Assignment:
Whatever the records below hold, copy it all out exactly.
[[ Task material open ]]
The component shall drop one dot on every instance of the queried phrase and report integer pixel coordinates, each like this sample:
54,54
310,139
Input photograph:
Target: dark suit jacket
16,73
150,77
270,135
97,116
[[ Task material closed ]]
Answer space:
The component shall drop one dot on every instance of the queried phrase and report integer pixel coordinates, each like this sample:
54,54
310,139
Input photograph:
Target: dark suit jacket
16,73
150,77
270,135
97,116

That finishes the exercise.